[start of Source excerpt]

Finally, Al-Kateb appealed the decision against him to a Full Court of the Federal Court, hoping that the reasoning applied in the Al Masri case (which was factually similar to his situation) would be applied to him. The appeal was removed into the High Court at the request of the then Attorney-General of Australia Daryl Williams, under provisions of the Judiciary Act 1903. Pending the appeal, Al-Kateb was released in April 2003, by an interlocutory consent order of the Federal Court. The case was argued alongside two other cases which also concerned immigration detention and hearings were held on 12 November and 13 November 2003.

The respondents in the case were all members of the Government of Australia, including two officials in the Department of Immigration, Multicultural and Indigenous Affairs, and the then Minister for Immigration, Phillip Ruddock, and were represented by the Solicitor-General of Australia, David Bennett. The first named respondent, Philippa Godwin, was Deputy Secretary of DIMIA. Al-Kateb was represented by Claire O'Connor, from the Legal Services Commission of South Australia.

==Arguments==

The question in the case was whether Al-Kateb's continued detention was lawful. That question involved several issues, namely whether the provisions of the Migration Act allow a person to be detained even if they have no prospect of being removed from Australia, and if they did, whether those provisions were then lawful under the Constitution of Australia.

===Indefinite detention===

Since Al-Kateb's application for a visa was rejected, he was classified as an unlawful non-citizen. Section 196 of the Migration Act provides that unlawful non-citizens can only be released from immigration detention if they are granted a visa, deported, or removed from Australia. Section 198(6) of the Act requires immigration officials to "remove [from Australia] as soon as reasonably practicable an unlawful non-citizen".

One possible interpretation of these provisions is that unlawful non-citizens should be kept in detention for as long as necessary to remove them, and that if removing them never became practicable, that they would be detained until death. In contrast, Al-Kateb argued that the provisions only allowed unlawful non-citizens to be detained while removal was a practical possibility, and that if removal was not a practical possibility, then they should be released from detention, at least while it remained impractical.

[end of Source excerpt]
[start of Raw records]

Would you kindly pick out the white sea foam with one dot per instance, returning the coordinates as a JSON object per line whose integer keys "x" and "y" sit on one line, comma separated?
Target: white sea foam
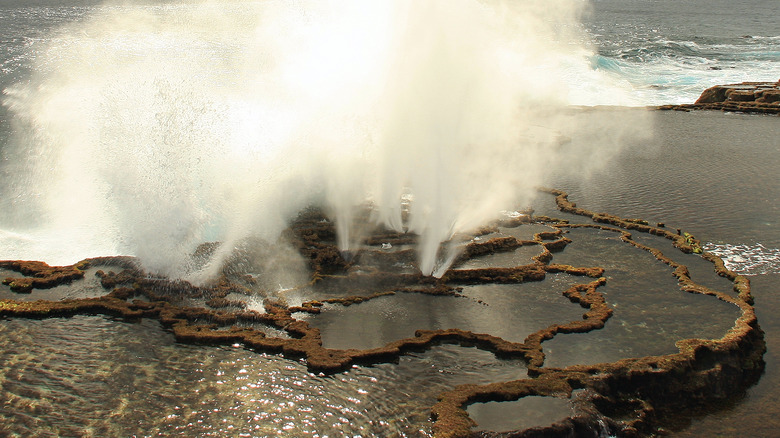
{"x": 147, "y": 130}
{"x": 755, "y": 259}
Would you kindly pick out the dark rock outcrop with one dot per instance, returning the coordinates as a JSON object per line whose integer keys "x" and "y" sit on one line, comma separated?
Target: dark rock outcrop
{"x": 747, "y": 97}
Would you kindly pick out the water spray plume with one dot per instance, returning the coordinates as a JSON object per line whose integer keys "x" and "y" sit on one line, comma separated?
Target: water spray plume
{"x": 149, "y": 130}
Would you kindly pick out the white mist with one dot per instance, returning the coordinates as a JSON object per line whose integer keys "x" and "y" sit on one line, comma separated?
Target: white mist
{"x": 148, "y": 129}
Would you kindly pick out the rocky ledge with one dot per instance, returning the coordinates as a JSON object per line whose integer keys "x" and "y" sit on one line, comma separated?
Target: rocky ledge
{"x": 747, "y": 97}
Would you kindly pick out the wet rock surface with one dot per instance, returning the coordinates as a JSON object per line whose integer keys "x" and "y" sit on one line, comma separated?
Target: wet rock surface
{"x": 629, "y": 397}
{"x": 746, "y": 97}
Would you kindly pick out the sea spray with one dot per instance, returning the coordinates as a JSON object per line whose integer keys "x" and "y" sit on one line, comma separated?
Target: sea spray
{"x": 156, "y": 128}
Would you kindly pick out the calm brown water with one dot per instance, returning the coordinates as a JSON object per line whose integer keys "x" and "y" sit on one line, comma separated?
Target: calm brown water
{"x": 708, "y": 173}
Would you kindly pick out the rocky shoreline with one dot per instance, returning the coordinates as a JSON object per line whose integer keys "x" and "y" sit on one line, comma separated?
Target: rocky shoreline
{"x": 746, "y": 97}
{"x": 629, "y": 397}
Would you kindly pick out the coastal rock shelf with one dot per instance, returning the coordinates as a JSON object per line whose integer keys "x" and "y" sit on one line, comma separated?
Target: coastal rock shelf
{"x": 628, "y": 397}
{"x": 747, "y": 97}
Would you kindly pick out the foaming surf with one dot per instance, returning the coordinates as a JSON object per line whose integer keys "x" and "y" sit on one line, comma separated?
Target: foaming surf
{"x": 147, "y": 130}
{"x": 747, "y": 259}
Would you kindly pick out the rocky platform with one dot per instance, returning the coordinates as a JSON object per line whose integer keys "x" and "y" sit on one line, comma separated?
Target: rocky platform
{"x": 746, "y": 97}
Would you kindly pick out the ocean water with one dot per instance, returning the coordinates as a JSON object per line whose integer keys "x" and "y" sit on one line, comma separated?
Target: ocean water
{"x": 670, "y": 51}
{"x": 719, "y": 184}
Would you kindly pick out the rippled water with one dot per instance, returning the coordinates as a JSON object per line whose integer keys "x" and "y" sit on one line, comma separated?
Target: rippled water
{"x": 711, "y": 174}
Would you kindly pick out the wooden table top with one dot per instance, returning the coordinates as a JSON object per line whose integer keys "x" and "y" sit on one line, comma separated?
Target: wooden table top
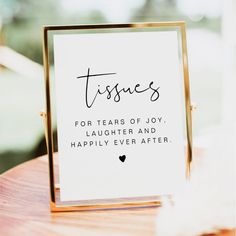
{"x": 24, "y": 209}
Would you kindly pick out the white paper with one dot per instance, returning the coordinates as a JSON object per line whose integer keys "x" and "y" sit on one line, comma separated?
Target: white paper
{"x": 93, "y": 166}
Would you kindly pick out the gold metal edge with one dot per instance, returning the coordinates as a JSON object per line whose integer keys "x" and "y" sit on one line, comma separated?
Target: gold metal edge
{"x": 49, "y": 139}
{"x": 187, "y": 101}
{"x": 53, "y": 205}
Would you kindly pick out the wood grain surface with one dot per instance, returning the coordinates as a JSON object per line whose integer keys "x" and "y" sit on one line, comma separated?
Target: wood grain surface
{"x": 24, "y": 210}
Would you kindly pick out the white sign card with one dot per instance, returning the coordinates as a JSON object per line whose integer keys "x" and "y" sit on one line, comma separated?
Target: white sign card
{"x": 120, "y": 114}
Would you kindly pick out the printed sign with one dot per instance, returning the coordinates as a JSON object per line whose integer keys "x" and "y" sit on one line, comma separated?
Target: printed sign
{"x": 120, "y": 114}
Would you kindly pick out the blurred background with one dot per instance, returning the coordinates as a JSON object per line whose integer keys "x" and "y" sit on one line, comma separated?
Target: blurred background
{"x": 211, "y": 37}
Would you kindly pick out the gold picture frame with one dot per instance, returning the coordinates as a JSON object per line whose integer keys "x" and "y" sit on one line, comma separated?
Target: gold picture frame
{"x": 55, "y": 204}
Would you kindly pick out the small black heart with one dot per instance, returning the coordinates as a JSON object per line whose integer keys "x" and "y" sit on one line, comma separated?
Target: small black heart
{"x": 122, "y": 158}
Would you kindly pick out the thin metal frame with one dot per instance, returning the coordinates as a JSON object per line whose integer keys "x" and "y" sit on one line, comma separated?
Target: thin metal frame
{"x": 47, "y": 115}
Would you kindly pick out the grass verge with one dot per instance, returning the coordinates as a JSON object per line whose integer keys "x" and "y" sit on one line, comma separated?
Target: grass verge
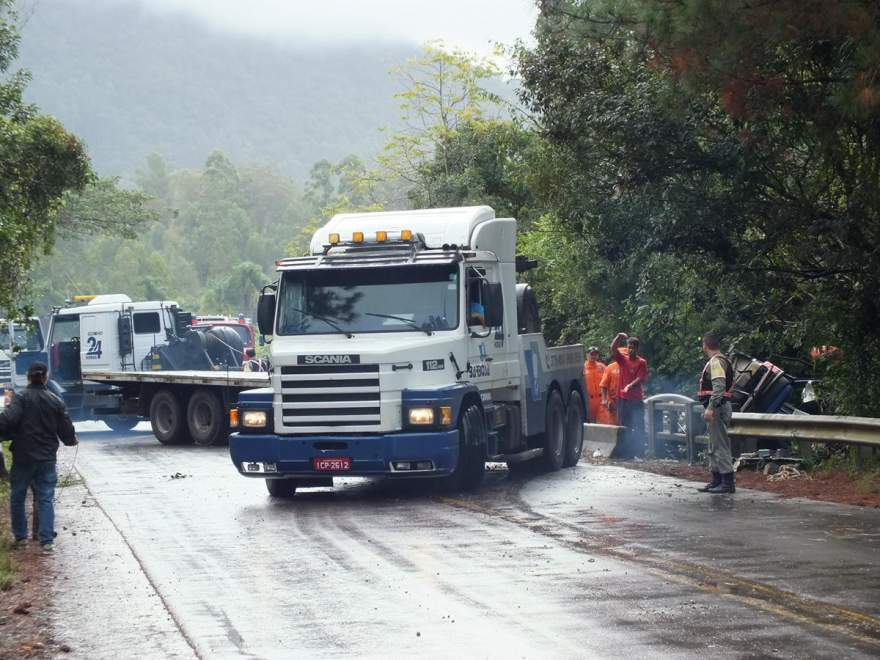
{"x": 7, "y": 567}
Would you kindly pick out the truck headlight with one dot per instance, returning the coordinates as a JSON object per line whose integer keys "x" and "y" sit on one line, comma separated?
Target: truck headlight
{"x": 254, "y": 419}
{"x": 421, "y": 416}
{"x": 430, "y": 416}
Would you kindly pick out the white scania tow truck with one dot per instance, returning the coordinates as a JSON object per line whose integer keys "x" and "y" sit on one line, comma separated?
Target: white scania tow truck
{"x": 404, "y": 347}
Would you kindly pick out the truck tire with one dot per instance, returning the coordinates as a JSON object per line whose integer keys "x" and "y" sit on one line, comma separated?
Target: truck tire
{"x": 284, "y": 488}
{"x": 121, "y": 423}
{"x": 167, "y": 419}
{"x": 471, "y": 466}
{"x": 206, "y": 419}
{"x": 554, "y": 432}
{"x": 574, "y": 430}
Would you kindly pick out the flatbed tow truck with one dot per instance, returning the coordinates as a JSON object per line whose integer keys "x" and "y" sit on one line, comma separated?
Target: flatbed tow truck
{"x": 403, "y": 347}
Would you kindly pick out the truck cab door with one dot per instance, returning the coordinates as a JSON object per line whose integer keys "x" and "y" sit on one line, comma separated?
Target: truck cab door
{"x": 489, "y": 363}
{"x": 98, "y": 346}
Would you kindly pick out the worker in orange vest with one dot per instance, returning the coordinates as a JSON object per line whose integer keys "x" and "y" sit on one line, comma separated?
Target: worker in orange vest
{"x": 608, "y": 389}
{"x": 593, "y": 370}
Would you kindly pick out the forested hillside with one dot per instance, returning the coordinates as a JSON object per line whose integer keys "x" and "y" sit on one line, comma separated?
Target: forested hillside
{"x": 130, "y": 82}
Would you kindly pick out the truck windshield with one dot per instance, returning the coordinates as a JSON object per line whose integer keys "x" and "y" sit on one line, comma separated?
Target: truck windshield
{"x": 361, "y": 300}
{"x": 26, "y": 336}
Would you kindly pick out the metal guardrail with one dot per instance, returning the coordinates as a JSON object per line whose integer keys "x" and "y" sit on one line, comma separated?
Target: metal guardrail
{"x": 678, "y": 419}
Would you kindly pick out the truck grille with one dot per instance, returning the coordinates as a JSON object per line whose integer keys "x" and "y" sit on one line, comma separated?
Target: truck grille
{"x": 330, "y": 396}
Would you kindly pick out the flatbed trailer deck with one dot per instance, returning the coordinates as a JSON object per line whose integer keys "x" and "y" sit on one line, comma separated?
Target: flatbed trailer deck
{"x": 183, "y": 406}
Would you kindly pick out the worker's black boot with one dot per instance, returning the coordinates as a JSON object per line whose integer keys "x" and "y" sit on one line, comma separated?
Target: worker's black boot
{"x": 727, "y": 485}
{"x": 716, "y": 481}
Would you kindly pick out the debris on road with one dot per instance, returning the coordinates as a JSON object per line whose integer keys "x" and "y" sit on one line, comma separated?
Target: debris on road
{"x": 788, "y": 472}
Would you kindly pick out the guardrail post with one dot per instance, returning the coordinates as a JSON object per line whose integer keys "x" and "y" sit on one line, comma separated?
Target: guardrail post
{"x": 652, "y": 430}
{"x": 690, "y": 432}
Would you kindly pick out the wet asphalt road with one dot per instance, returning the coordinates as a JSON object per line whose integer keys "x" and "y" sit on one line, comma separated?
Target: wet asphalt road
{"x": 597, "y": 562}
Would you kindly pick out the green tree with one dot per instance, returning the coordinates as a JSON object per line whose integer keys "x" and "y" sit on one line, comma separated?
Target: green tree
{"x": 722, "y": 154}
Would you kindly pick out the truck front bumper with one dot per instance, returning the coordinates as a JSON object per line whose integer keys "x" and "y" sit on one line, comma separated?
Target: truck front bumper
{"x": 293, "y": 456}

[end of Raw records]

Set of tasks:
[1] Answer these from the Al-Kateb case text:
(a) Who had the appeal removed into the High Court?
(b) Who represented Al-Kateb?
(c) What does section 198(6) of the Migration Act require immigration officials to do?
[2] Return the stretch of the Al-Kateb case text from "Finally, Al-Kateb appealed" through "13 November 2003.", copied word for word.
[3] In one to three sentences, explain why Al-Kateb took his appeal to a Full Court of the Federal Court, according to the Al-Kateb case text.

Results by task:
[1]
(a) The then Attorney-General of Australia, Daryl Williams.
(b) Claire O'Connor, from the Legal Services Commission of South Australia.
(c) It requires them to "remove [from Australia] as soon as reasonably practicable an unlawful non-citizen".

[2]
Finally, Al-Kateb appealed the decision against him to a Full Court of the Federal Court, hoping that the reasoning applied in the Al Masri case (which was factually similar to his situation) would be applied to him. The appeal was removed into the High Court at the request of the then Attorney-General of Australia Daryl Williams, under provisions of the Judiciary Act 1903. Pending the appeal, Al-Kateb was released in April 2003, by an interlocutory consent order of the Federal Court. The case was argued alongside two other cases which also concerned immigration detention and hearings were held on 12 November and 13 November 2003.

[3] He hoped the Full Court would apply the reasoning from the Al Masri case to him. That case was factually similar to his own situation.